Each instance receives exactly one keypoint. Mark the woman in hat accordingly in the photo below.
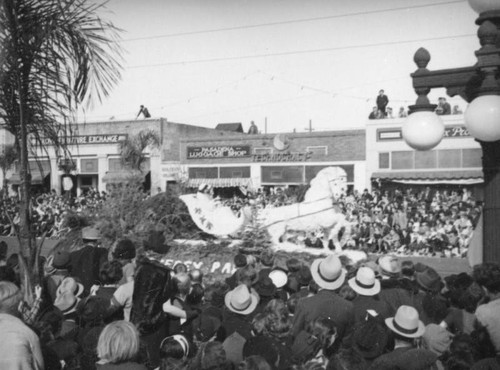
(367, 289)
(174, 352)
(406, 328)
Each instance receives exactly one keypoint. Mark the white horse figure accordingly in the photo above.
(211, 216)
(318, 210)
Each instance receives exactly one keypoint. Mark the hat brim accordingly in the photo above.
(326, 284)
(279, 278)
(255, 299)
(364, 291)
(420, 331)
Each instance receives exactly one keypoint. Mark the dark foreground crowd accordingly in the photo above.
(100, 309)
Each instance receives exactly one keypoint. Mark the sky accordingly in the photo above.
(284, 62)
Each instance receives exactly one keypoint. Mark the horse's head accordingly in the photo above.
(329, 182)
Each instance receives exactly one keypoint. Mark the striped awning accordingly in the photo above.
(221, 182)
(117, 177)
(473, 176)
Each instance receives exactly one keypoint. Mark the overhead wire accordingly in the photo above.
(292, 21)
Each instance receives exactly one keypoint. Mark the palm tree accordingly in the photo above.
(132, 149)
(55, 55)
(8, 156)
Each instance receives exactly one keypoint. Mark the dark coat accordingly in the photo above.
(326, 303)
(86, 263)
(407, 359)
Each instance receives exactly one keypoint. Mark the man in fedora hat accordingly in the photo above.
(367, 289)
(240, 303)
(329, 275)
(406, 327)
(86, 262)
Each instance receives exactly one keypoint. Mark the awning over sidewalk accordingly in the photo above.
(117, 177)
(39, 171)
(221, 182)
(432, 177)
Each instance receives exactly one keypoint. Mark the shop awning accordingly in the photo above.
(432, 177)
(221, 182)
(36, 178)
(121, 176)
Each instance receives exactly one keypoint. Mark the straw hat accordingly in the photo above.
(406, 323)
(66, 303)
(328, 272)
(365, 282)
(241, 300)
(279, 277)
(389, 266)
(68, 284)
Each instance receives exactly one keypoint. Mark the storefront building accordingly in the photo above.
(455, 161)
(270, 160)
(95, 156)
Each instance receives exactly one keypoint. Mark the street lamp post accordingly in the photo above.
(479, 86)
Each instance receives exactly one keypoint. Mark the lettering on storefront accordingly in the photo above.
(229, 151)
(85, 139)
(282, 157)
(449, 132)
(221, 267)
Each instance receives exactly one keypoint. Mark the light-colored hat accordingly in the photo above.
(68, 284)
(90, 233)
(406, 323)
(66, 302)
(279, 277)
(328, 272)
(365, 282)
(241, 300)
(389, 266)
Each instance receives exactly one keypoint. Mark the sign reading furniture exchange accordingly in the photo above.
(226, 151)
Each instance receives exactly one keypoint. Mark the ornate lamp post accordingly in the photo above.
(478, 85)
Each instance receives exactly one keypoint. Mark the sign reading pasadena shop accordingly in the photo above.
(450, 131)
(282, 157)
(226, 151)
(86, 139)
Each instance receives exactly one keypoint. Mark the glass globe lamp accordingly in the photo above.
(482, 118)
(423, 130)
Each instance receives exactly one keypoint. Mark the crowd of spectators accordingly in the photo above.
(381, 110)
(115, 310)
(426, 222)
(48, 211)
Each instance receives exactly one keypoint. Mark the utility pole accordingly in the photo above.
(310, 129)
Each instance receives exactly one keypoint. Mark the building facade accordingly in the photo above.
(268, 160)
(455, 161)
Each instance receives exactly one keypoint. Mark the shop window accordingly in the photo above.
(203, 172)
(383, 160)
(276, 175)
(89, 165)
(262, 150)
(231, 172)
(449, 158)
(425, 159)
(86, 181)
(402, 160)
(472, 157)
(115, 165)
(317, 150)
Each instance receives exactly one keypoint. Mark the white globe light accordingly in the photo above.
(423, 130)
(481, 6)
(482, 118)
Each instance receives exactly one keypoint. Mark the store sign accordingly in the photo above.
(449, 132)
(229, 151)
(84, 139)
(282, 157)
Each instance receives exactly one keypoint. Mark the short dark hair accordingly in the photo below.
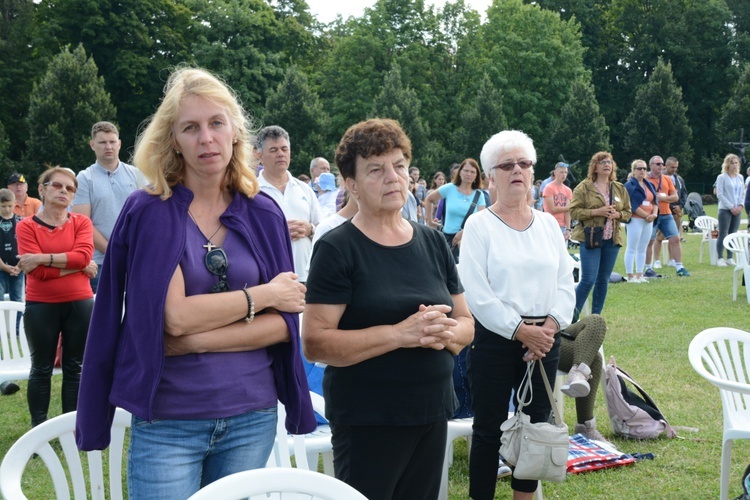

----

When you retype the listing above, keep each line exactly as written and drop the pictures.

Each instance receives exactly one keypoint. Mark the woman in hat accordingly in the photo below.
(367, 289)
(174, 352)
(406, 328)
Each instance receives exactly one keypoint. Mark the white horse figure accordingly in the photo above.
(211, 216)
(318, 210)
Each instance receives exactly one keypoint. Mark the hat brim accordingly in the photo above.
(326, 284)
(279, 278)
(255, 299)
(364, 291)
(420, 331)
Each instance receives exactly one keypoint. Mark the dark foreground crowd accordingly in the photo above.
(100, 309)
Each instance receives exactly one keypoint. Mark the sky accordingly in the photo above.
(284, 62)
Each instance receives exactly one keypoint. Mark the horse's head accordingly in the photo above.
(329, 182)
Each instance receives exactly one keypoint. Mark the striped awning accordingly in the photo above.
(221, 182)
(117, 177)
(473, 176)
Each instance receives exactly one keypoint. Mark the overhead wire accordingly in the photo above.
(292, 21)
Each instance receives exactly one keypoint. Mark the palm tree accordingly in the photo above.
(132, 149)
(55, 55)
(8, 156)
Each instance receives exactly one keypoint. Mark the dark coat accordingly in the photo above.
(326, 303)
(86, 263)
(407, 359)
Each instance receives exactly one keypoint. Mark the man in fedora hat accordingly in the photo above.
(367, 289)
(240, 303)
(329, 275)
(406, 327)
(86, 262)
Each instance receives exactly one keypoint. Mark the awning over sidewalk accordingly in the photo above.
(117, 177)
(39, 171)
(221, 182)
(432, 177)
Each instance receives exactly one keypoint. Mark the shop awning accordingly in the photo above.
(432, 177)
(221, 182)
(36, 178)
(121, 176)
Each instance receives exactly one keypoint. Mark the straw hat accordingly in the photo above.
(406, 323)
(66, 303)
(328, 272)
(365, 282)
(241, 300)
(279, 277)
(389, 266)
(68, 284)
Each instance receives exactly one keypoint. Mark the storefront building accordingly in the photo above.
(455, 161)
(270, 160)
(95, 156)
Each instance receives exactly one keypoint. Mark the street lamp post accordingly in the photo above.
(479, 86)
Each instance receives exactly one keypoint. Mark the lettering on storefront accordingly in the photo above.
(229, 151)
(85, 139)
(282, 157)
(449, 132)
(221, 267)
Each instance receives exactly one keypoint. Mark the light-colored hat accordingly in the photo above.
(68, 284)
(90, 233)
(406, 323)
(66, 302)
(279, 277)
(328, 272)
(365, 282)
(241, 300)
(389, 266)
Each instance receives exactly one keypoint. Mark the sign reading furniture exchange accordingly in the photo above.
(226, 151)
Each instance receives exactly one keypoint. Mark the ornate lamp post accordingly in the photo above.
(478, 85)
Each instance receives exactly one keypoint. Mark the sign reading pasadena shop accordingly in the photo above.
(450, 131)
(282, 157)
(226, 151)
(86, 139)
Each instance receives exactly one keypoint. Mark the glass globe lamp accordingly in the photo above.
(482, 118)
(423, 130)
Each instance receives exactly one keypoint. Mark the crowd of spectators accordingly in the photo above.
(381, 110)
(115, 310)
(426, 222)
(48, 211)
Each instance receives exactly one keypoint. Mark the utility pole accordingly in the photo above.
(310, 129)
Each instance receives exactly one keypoint. Mark the building facade accordingly in the photo above.
(268, 160)
(455, 161)
Each instance receives exactly one keypoint. Mark the shop window accordingly in the photo above.
(203, 172)
(383, 160)
(276, 175)
(89, 165)
(262, 150)
(231, 172)
(449, 158)
(425, 159)
(86, 181)
(402, 160)
(472, 157)
(115, 165)
(317, 150)
Each instance receives exactly one keypoint. Mark the white globe light accordingly in the photo above.
(423, 130)
(481, 6)
(482, 118)
Each instance receives exactly one keypoint. Mark the store sign accordingly in the photo above.
(449, 132)
(229, 151)
(84, 139)
(282, 157)
Each instance receives exactly one keypoint. Mark the short dark hair accordingly in the photo below.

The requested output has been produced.